▶ [The task] Copy out every line of the records below, requests included, and shift each x and y coordinate in the answer points by -141. Leave the pictures out.

▶ [Task data]
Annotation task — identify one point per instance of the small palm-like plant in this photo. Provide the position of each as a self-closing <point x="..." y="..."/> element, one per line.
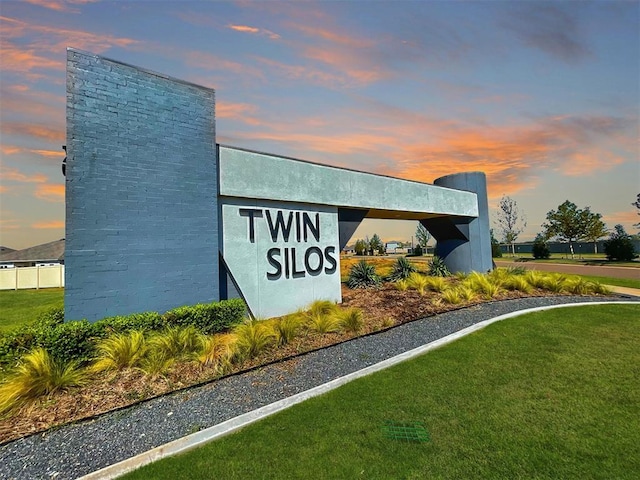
<point x="286" y="328"/>
<point x="252" y="338"/>
<point x="401" y="270"/>
<point x="437" y="267"/>
<point x="350" y="320"/>
<point x="120" y="351"/>
<point x="437" y="284"/>
<point x="38" y="374"/>
<point x="176" y="342"/>
<point x="323" y="323"/>
<point x="363" y="275"/>
<point x="417" y="282"/>
<point x="452" y="296"/>
<point x="218" y="351"/>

▶ [Written reply]
Annotation task — identify one point per instance of the small palm-like plant in this photo. Provide the position of each as a self-closing <point x="..." y="..."/> element, one per line.
<point x="145" y="187"/>
<point x="111" y="197"/>
<point x="260" y="129"/>
<point x="296" y="126"/>
<point x="209" y="179"/>
<point x="-21" y="210"/>
<point x="296" y="143"/>
<point x="-103" y="233"/>
<point x="35" y="201"/>
<point x="182" y="182"/>
<point x="222" y="134"/>
<point x="276" y="141"/>
<point x="311" y="155"/>
<point x="77" y="210"/>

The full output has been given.